> TEXT EXTRACT
I will defer to my colleague, who is more into the money.

Generally or specifically?

Councillor Watters

Specifically, in this instance.

We have a preference for the budgets to be devolved down to the local committee level and the commander level, so that there is some accountability to the local authority and the local committee for policing within the area.

Would you expect the commander to devolve money below that?

Councillor Watters

Not particularly, unless that was the way in which it was done. I would see the budget as being devolved down to the local commander, so that there is accountability to the area committee.

John Finnie

Within the structure, is a decision that is taken in the police service about how to allocate resources—for overtime, for example—not an operational matter for the chief constable, the chief superintendent, the chief inspector or the shift sergeant, rather than a local commander?

Councillor Watters

I disagree. Having budgets at the commander level and not the central level is not an operational matter but a financial governance matter that relates to how the service is operated. That is not about how policing decisions are devolved or what operational priorities are set in the police area.

How many budget holders would be in the model that you propose?

Councillor Watters

It would involve the divisional commanders.

How many of them?

Councillor Watters

How many are you proposing? If there was one in Ayrshire, there would be one in Ayrshire.

With the greatest respect, I am asking how many budget holders COSLA proposes.

Councillor Watters

That would involve the divisional commanders as the structure is made up.

Lewis Macdonald

I will pick up the answers to my first question from Councillor Grant and Councillor Watters. A gap between the local and national levels is recognised. Is there a risk that we will end up with polarisation between ministers saying that everything should be done centrally and the other argument, which is that everything should be done at local council level? Will you address that gap in how you relate local priorities to national priorities and local budgetary decisions to national budgetary decisions?

Councillor Grant

The problem is that we do not have enough information. There is a gap between what will happen locally and what will happen on the national board. We have had no information about whether a regional structure will be in place. We do not know any of that business and we might not know any of it until a chief constable is selected. The chief constable might make the decision or the national board might make it. We do not know about that at the moment.

All such questions will be put to the cabinet secretary when he gives evidence next week. I am sure that his staff are listening with great interest to what is being said.

David McLetchie

Good morning, everyone. I will follow up the discussion about budgets and accountability. I can speak only from direct experience of the City of Edinburgh Council and Lothian and Borders police board. The council provided additional funding to the board to employ additional officers who focused primarily on community policing initiatives. We can leave aside for a moment whether that is interference in an operational matter. The fact is that additional funding was provided; that might have been replicated in other local authority areas. Is the proposed funding and budgetary structure likely to sound the death knell for such additionality? A council will have no obvious incentive to put in additional funds for such a dedicated purpose.

Councillor Watters

Something between 600 and 800 additional police are on the street because authorities up and down the country have prioritised that in their communities, for whatever reason. What will happen to them after the transfer to a single force would certainly interest those authorities. We could be in danger of the officers being transferred under the Transfer of Undertakings (Protection of Employment) Regulations, which would mean that the local authority budget was transferred. Before that happened, I think that local authorities would take steps to ensure that the responsibility for funding those posts was not theirs but that of the single police force.

> SUPPLIED RECORDS
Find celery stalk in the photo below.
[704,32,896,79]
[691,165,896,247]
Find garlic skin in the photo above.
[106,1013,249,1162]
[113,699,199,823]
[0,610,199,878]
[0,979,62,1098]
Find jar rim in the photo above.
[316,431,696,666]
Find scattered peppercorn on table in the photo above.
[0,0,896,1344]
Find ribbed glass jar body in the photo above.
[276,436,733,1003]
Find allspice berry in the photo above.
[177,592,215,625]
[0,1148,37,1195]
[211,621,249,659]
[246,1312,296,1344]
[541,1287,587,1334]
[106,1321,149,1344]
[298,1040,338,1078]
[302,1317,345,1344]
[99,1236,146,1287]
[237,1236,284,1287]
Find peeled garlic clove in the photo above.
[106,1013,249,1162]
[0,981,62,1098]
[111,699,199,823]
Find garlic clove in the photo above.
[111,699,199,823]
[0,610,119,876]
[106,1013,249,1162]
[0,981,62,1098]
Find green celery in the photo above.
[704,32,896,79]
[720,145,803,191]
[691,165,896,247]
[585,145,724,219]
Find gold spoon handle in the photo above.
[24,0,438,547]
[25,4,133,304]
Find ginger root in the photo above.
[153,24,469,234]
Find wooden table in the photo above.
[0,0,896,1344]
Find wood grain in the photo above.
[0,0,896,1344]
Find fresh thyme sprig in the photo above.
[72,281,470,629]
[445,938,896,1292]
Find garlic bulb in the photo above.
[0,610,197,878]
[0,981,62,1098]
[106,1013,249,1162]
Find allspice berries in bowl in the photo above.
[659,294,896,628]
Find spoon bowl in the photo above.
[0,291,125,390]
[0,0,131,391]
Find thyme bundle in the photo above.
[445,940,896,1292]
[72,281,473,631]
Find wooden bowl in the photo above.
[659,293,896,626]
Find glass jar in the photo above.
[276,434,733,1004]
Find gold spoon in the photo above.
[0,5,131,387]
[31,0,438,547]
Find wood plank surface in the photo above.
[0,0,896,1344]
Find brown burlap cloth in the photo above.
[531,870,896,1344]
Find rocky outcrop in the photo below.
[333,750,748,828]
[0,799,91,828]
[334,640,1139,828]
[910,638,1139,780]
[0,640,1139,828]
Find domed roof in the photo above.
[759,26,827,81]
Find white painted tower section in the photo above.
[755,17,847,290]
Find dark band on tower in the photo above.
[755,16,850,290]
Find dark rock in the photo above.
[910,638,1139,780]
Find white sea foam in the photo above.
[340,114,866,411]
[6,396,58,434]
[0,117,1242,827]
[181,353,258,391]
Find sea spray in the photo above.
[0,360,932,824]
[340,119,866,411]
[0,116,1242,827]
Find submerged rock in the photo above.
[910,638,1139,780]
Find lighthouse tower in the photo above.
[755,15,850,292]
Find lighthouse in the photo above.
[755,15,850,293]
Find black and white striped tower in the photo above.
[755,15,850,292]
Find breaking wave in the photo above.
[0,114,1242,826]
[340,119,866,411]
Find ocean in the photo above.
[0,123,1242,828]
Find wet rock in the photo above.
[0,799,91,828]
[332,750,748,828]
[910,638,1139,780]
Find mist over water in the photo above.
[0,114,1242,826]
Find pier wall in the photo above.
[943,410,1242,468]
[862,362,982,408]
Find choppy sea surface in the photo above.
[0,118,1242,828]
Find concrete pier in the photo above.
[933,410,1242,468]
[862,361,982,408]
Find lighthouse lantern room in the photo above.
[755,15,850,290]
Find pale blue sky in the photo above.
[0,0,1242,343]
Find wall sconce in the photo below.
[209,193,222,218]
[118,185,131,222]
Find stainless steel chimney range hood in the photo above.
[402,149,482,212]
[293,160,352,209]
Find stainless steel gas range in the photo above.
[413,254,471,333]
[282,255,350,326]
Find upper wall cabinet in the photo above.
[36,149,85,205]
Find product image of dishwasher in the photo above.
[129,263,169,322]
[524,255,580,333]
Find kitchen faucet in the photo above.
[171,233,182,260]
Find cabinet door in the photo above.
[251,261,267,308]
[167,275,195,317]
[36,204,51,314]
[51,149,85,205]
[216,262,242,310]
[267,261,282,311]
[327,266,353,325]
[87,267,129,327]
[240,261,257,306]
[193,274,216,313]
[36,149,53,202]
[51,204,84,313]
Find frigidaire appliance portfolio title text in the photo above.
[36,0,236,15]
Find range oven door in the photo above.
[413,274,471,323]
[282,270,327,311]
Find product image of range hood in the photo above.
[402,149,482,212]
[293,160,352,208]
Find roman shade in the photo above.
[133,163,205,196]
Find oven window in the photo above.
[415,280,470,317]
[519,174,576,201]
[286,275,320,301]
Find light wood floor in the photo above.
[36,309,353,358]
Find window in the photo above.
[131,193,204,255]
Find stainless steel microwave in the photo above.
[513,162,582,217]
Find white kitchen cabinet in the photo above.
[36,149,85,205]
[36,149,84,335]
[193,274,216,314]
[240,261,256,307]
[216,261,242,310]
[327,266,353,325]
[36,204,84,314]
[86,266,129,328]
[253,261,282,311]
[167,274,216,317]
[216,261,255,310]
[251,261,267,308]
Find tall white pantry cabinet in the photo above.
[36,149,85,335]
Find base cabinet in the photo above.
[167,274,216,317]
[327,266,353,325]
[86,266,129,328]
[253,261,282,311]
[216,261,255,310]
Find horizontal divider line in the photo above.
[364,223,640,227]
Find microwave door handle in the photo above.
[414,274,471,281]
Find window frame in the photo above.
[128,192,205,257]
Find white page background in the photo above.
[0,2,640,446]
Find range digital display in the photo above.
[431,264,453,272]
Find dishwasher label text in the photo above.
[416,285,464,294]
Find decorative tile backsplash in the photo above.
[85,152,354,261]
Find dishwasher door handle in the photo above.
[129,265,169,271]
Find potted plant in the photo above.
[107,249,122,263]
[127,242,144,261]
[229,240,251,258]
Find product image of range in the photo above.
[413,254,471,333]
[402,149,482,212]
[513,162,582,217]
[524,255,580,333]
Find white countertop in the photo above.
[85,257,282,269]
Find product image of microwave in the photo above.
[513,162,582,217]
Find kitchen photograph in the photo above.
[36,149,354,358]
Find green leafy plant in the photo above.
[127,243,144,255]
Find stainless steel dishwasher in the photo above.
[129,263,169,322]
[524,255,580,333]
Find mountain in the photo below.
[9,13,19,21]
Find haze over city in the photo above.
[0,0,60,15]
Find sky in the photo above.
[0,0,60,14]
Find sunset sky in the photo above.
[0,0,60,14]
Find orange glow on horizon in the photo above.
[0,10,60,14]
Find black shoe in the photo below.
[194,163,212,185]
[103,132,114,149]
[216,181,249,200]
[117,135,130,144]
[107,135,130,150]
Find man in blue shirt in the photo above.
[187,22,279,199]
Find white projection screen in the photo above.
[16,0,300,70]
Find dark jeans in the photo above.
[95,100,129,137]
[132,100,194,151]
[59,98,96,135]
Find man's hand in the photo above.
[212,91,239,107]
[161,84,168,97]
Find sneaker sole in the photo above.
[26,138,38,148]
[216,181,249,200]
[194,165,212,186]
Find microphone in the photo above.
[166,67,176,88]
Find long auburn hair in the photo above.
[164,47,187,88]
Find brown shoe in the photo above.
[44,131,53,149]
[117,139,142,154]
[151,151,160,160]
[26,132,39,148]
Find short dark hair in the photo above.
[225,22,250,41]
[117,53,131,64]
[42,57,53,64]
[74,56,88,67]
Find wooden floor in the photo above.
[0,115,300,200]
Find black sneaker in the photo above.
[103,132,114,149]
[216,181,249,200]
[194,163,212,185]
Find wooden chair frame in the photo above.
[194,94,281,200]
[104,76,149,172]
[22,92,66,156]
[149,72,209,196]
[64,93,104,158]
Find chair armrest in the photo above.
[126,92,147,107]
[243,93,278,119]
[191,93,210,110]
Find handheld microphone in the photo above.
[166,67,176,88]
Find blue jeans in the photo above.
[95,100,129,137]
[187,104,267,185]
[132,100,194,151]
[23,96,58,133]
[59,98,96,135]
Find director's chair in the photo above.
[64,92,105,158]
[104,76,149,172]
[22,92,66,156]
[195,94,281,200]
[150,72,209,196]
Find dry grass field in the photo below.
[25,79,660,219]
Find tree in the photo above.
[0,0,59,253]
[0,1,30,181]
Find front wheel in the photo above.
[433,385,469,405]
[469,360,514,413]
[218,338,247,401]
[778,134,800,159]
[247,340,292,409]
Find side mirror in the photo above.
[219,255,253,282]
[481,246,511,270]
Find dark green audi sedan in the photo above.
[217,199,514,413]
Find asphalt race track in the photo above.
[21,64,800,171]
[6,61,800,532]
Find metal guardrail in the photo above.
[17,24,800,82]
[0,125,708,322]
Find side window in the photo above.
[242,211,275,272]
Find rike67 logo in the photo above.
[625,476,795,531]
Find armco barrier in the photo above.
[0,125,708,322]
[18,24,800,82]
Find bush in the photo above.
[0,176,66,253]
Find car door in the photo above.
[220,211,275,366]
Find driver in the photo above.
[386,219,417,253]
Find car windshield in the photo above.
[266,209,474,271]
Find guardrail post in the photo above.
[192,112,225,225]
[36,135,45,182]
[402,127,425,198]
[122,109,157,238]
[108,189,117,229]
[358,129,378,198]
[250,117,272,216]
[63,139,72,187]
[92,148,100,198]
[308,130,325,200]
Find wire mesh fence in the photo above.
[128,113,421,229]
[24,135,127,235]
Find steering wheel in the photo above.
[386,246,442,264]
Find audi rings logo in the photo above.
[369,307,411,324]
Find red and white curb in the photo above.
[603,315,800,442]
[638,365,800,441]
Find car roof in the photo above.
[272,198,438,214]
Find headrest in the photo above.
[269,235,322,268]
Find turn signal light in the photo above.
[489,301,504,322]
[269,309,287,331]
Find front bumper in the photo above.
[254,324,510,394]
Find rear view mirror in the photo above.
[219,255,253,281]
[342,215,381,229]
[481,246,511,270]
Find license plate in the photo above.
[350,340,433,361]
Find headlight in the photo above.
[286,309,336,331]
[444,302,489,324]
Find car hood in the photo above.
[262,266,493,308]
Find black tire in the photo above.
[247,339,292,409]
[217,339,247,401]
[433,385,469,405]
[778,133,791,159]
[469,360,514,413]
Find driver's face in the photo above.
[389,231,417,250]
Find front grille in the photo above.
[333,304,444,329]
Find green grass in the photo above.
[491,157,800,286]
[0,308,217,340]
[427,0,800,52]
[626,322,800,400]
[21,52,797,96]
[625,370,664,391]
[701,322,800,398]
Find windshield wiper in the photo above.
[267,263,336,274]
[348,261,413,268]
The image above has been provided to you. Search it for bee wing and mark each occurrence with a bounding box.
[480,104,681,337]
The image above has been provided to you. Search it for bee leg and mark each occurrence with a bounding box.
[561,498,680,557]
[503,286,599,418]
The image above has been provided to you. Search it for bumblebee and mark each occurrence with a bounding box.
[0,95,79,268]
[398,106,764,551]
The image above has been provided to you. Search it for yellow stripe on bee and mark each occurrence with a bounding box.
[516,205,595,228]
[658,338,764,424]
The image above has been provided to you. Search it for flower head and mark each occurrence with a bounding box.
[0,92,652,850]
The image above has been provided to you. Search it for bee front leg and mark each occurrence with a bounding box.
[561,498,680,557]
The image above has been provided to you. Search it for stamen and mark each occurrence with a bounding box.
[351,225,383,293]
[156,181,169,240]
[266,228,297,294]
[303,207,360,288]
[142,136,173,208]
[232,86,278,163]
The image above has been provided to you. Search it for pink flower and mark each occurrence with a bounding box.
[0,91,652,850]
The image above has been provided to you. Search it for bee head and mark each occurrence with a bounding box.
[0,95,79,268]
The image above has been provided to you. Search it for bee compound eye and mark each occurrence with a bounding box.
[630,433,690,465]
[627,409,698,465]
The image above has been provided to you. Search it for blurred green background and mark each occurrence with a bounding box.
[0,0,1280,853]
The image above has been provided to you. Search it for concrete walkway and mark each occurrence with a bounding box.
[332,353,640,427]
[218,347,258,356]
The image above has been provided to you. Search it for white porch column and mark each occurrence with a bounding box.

> LIST OF TASKS
A: For the transcript on police budgets, decide whether each statement agrees with it: (i) Councillor Watters calls having budgets at the commander level an operational matter; (ii) Councillor Grant says there has been no information on whether a regional structure will be in place; (iii) Councillor Watters puts the number of additional police on the street at between 600 and 800. Answer yes or no for each, quoting the deciding words.
B: Reproduce the part of the transcript on police budgets that opens with the words containing "We have a preference" and closes with "within the area.".
The material has no connection to the transcript on police budgets.

> COMPLETED EXERCISE
A:
(i) No: "Having budgets at the commander level and not the central level is not an operational matter but a financial governance matter"
(ii) Yes: "We have had no information about whether a regional structure will be in place."
(iii) Yes: "Something between 600 and 800 additional police are on the street"

B:
We have a preference for the budgets to be devolved down to the local committee level and the commander level, so that there is some accountability to the local authority and the local committee for policing within the area.